Which lines in the material below contain the string "barn"? Report each such line in full, treating uppercase and lowercase as different.

RECORDS TO PROCESS:
━━━━━━━━━━━━━━━━━━━━

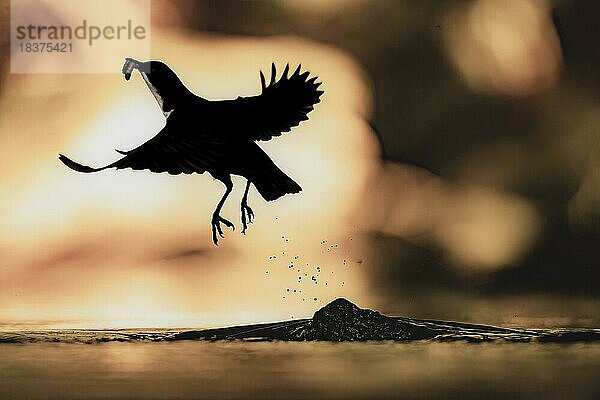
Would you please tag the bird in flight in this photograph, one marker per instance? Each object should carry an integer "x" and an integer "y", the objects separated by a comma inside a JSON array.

━━━━━━━━━━━━━━━━━━━━

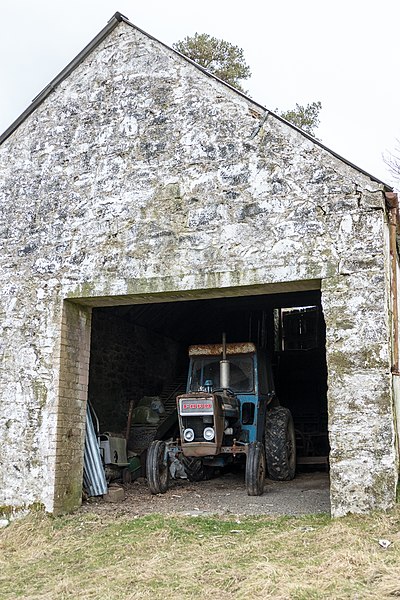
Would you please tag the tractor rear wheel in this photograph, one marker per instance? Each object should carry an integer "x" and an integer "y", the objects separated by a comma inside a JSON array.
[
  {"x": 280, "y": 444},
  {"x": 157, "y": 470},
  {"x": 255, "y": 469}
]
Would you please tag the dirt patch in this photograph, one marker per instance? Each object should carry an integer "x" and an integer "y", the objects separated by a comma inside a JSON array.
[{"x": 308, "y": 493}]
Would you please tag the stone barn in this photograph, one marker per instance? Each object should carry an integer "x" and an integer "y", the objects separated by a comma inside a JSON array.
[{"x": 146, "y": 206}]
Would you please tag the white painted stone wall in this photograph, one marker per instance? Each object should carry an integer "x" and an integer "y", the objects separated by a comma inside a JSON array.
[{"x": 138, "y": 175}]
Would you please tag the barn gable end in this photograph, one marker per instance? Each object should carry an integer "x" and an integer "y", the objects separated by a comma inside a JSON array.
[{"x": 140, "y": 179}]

━━━━━━━━━━━━━━━━━━━━

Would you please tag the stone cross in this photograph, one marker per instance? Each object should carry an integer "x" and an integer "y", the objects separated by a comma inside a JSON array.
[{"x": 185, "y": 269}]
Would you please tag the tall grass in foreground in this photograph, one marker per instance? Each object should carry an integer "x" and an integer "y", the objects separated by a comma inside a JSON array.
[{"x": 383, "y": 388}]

━━━━━━━━━━━━━━━━━━━━

EXPECTED ANSWER:
Would you please tag the stone barn in this photograph, one marker per instance? Each object should carry an integer "x" and an integer "y", the objects separated by a comma inside a JSON array.
Would you please tag the barn gable end in this photograph, one marker per instance? Each object should carry an integer "x" and an integer "y", the objects separated by a comma inside a JSON array.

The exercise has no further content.